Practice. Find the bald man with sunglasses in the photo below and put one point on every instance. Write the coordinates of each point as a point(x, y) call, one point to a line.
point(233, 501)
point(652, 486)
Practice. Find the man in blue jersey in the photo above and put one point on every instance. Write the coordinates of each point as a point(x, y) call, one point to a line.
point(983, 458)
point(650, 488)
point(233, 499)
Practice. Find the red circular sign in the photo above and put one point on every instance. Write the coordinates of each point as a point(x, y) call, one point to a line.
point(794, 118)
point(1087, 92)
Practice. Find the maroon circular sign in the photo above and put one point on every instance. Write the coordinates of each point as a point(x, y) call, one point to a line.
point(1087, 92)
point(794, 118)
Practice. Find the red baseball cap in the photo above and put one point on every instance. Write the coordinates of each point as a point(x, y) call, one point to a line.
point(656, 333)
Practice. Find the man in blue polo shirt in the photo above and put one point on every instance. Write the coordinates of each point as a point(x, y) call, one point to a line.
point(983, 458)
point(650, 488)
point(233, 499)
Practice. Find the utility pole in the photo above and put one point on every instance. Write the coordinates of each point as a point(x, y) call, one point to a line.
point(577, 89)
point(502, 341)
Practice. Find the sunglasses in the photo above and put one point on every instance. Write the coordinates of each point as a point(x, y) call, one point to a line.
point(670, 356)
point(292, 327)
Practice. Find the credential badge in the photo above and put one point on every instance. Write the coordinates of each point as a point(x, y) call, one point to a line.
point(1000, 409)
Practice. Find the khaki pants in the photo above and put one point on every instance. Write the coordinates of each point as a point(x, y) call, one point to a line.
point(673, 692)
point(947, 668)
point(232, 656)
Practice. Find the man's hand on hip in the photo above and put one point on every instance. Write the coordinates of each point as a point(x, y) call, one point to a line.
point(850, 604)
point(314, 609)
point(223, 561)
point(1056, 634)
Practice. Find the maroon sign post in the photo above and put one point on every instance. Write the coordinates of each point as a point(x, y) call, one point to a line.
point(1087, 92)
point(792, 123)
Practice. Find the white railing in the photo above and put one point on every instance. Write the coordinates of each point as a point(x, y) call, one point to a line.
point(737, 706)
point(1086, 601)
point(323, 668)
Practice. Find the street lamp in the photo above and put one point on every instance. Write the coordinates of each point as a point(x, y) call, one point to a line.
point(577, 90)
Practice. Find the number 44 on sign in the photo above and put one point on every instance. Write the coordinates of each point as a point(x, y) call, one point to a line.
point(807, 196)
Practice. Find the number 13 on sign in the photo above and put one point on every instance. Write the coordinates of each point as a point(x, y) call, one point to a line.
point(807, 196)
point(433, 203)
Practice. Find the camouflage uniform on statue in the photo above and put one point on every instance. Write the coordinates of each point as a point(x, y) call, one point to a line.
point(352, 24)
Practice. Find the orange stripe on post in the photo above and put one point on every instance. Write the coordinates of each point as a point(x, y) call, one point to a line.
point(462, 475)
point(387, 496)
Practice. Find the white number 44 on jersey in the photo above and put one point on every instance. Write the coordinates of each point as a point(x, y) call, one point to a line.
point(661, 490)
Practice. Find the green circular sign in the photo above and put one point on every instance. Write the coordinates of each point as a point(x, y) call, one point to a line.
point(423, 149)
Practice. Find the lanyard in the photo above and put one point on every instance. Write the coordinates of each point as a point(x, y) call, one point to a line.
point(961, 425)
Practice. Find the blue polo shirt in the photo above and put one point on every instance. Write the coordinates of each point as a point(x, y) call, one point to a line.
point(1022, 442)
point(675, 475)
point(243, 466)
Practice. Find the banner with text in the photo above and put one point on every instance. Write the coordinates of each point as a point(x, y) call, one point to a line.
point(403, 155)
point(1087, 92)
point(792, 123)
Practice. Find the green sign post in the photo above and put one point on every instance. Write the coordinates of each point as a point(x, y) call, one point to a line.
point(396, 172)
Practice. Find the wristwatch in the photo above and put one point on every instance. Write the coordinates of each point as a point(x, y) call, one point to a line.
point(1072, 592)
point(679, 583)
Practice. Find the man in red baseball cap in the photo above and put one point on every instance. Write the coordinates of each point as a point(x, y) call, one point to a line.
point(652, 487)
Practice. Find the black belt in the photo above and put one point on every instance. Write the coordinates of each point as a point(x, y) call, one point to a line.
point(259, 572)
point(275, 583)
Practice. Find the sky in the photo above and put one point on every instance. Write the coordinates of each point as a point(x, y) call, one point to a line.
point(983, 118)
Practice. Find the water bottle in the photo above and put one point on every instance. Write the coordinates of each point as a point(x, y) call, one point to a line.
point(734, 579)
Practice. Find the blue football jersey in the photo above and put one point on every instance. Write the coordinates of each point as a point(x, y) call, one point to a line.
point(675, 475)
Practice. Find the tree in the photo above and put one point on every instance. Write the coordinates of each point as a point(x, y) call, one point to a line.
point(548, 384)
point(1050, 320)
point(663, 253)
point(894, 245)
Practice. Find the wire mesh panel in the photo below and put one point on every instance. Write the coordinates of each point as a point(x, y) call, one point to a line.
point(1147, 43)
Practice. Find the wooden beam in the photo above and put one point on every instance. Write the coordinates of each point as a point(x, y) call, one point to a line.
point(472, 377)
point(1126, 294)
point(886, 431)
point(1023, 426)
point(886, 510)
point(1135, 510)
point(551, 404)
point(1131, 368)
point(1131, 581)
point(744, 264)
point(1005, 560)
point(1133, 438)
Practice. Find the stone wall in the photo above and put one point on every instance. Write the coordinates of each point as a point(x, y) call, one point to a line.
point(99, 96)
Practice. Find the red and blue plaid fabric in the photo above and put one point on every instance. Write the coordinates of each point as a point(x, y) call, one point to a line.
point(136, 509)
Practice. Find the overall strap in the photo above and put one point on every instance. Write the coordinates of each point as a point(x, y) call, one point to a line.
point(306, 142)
-=-=-
## EXERCISE GOAL
Write out all the data again, exactly as it appears.

## ANSWER SPACE
Practice. Find the bald man with sunglasses in the photo below and put one point on every instance. Write the coordinates of each point as a point(x, y) call, one point to a line.
point(233, 501)
point(652, 486)
Practice. Find the man in blue jersey in the photo above and put one point on every instance. Write the coordinates of each point as a point(x, y) call, one point to a line.
point(983, 458)
point(650, 488)
point(233, 499)
Practice. Find the red circular sign in the photo above and put one point on every instance. Write the coordinates of each point as a point(x, y) call, one point to a line.
point(794, 118)
point(1087, 92)
Practice. Find the maroon circular sign in the photo above and put one point on every instance. Write the coordinates of each point as a point(x, y) call, one point to a line.
point(1087, 92)
point(794, 118)
Practice. Find the red baseball cap in the photo above and put one point on every instance. Write the coordinates of each point as a point(x, y) call, one point to a line.
point(656, 333)
Practice. Find the man in blue polo shirt in the photo above and put one point on every instance. Write the coordinates of each point as a point(x, y) call, one point to a line.
point(983, 458)
point(650, 488)
point(233, 499)
Practice. Find the utility pole in the photo above and put one point on every instance. Write the coordinates of each point as a point(x, y) call, one point to a line.
point(577, 89)
point(502, 341)
Practice. Find the sunglasses in the photo above and put one point on every instance. Write the coordinates of each point as a point(x, y) call, one point to a line.
point(670, 356)
point(292, 327)
Practice. Find the credential badge in the photo above and put one point on every instance. Write the coordinates of each point as a point(x, y) call, one point to a line.
point(1000, 409)
Practice. Find the khaki pants in the photo above and put one point on every instance. Write the coordinates of each point as a point(x, y) call, one point to a line.
point(673, 692)
point(947, 668)
point(232, 656)
Practice. Find the man's hand on hip in the photo above and put one point on every instance. Write the coordinates of each point as a point(x, y) call, one point to a line.
point(850, 604)
point(314, 609)
point(223, 561)
point(1056, 634)
Practice. Find the maroon sign post in the photo above and put one point on every instance. Write the coordinates of each point as a point(x, y) call, one point to a line.
point(1087, 92)
point(792, 123)
Practice. Find the white railing in the photo above and put one point on every instance. Write the coordinates of each point as a point(x, y) call, one point to a line.
point(737, 706)
point(1086, 601)
point(323, 668)
Practice. Find the street lamp in the photo above and put one point on every instance. Write the coordinates of each point as a point(x, y) call, one point to a line.
point(577, 90)
Practice. Find the number 44 on sign in the photo above and put one point on every instance. Write the coordinates of each point as a point(x, y) call, one point to a line.
point(807, 196)
Practice. Find the number 13 on sign in the photo above and put one point on every instance. Write the coordinates of each point as a point(x, y) call, one point to a line.
point(807, 196)
point(433, 203)
Practice. Find the camouflage uniform on statue in the photo above and put one point on every instance. Write the coordinates of each point as a point(x, y) call, one point to a line.
point(352, 24)
Practice. Find the orange stripe on post in the photo above and put one point on every instance. Write the coordinates of each point as a point(x, y) call, one point to a line.
point(462, 475)
point(387, 496)
Practice. Find the white number 44 on jersey in the photo above and put one point on every instance. Write the coordinates of each point as a point(x, y) call, one point to a line.
point(661, 490)
Practice. Find the green circular sign in the photo above and put one point on every instance. Write the coordinates of each point as a point(x, y) call, one point to a line.
point(423, 149)
Practice. Find the lanyard in the photo above and put one point on every instance. Write the coordinates of each point as a point(x, y) call, one point to a line.
point(961, 425)
Practice. Find the blue polo shirt in the photo above and put one point on every instance. Write the coordinates of each point as a point(x, y) call, one point to a line.
point(1022, 442)
point(675, 475)
point(243, 466)
Practice. Find the banner with text in the photo above and put one point on every instance. Write the coordinates of each point as a point(x, y) call, one point to a line.
point(403, 155)
point(1087, 92)
point(792, 123)
Practice. Find the green sign post in the photo above and put one point on every instance. Write the coordinates of each point as a point(x, y) call, one point to a line.
point(396, 172)
Practice. Find the wristwatch in the photo above and put one point on every instance. Write the coordinates of each point as a point(x, y) call, one point to a line.
point(1072, 592)
point(679, 583)
Practice. Find the man in red baseball cap in the photo above and put one point on every instance. Write the coordinates of each point as a point(x, y) call, one point to a line.
point(652, 487)
Practice. Find the black belt in the photo above and put one point on every instance. Write the coordinates of each point as a point(x, y) call, one point to a line.
point(259, 572)
point(275, 583)
Practice. Find the sky in the photo above and put one point on every instance. Write the coordinates of each point as a point(x, y) call, one point to a line.
point(983, 118)
Practice. Find the water bottle in the photo above and put one point on every instance. Write the coordinates of each point as a point(x, y) call, one point to a line.
point(734, 579)
Practice. Find the blue football jersey in the photo above and put one point on every instance. Write the coordinates of each point as a point(x, y) call, one point to a line.
point(675, 475)
Practice. Find the tree in the photo above and put one point on every instance. Write the coordinates of each point as a point(x, y) call, one point to a line.
point(548, 384)
point(1050, 320)
point(663, 253)
point(894, 245)
Practice. Find the wire mesh panel in the photo below and put one point on every instance. Write the coordinates of each point as a point(x, y) call, one point to a line.
point(1147, 43)
Practice. Find the wooden beam in the photo above and put one point on every instance. Write the coordinates of each point as a point(x, y) call, one point to a line.
point(472, 377)
point(1126, 294)
point(886, 431)
point(1023, 426)
point(886, 510)
point(1135, 510)
point(551, 404)
point(1131, 368)
point(1131, 581)
point(744, 264)
point(1005, 560)
point(1133, 438)
Practice. Find the stone wall in the photo above and put one point on every instance. Write the coordinates of each point as a point(x, y) call, one point to a line.
point(99, 96)
Practice. Find the red and blue plaid fabric in the photo above and put one point on every instance. Write the coordinates of each point as a point(x, y) call, one point to a line.
point(136, 509)
Practice. Find the overall strap in the photo above and put one point on every instance. Write the coordinates of each point as a point(x, y) call, one point to a line.
point(306, 142)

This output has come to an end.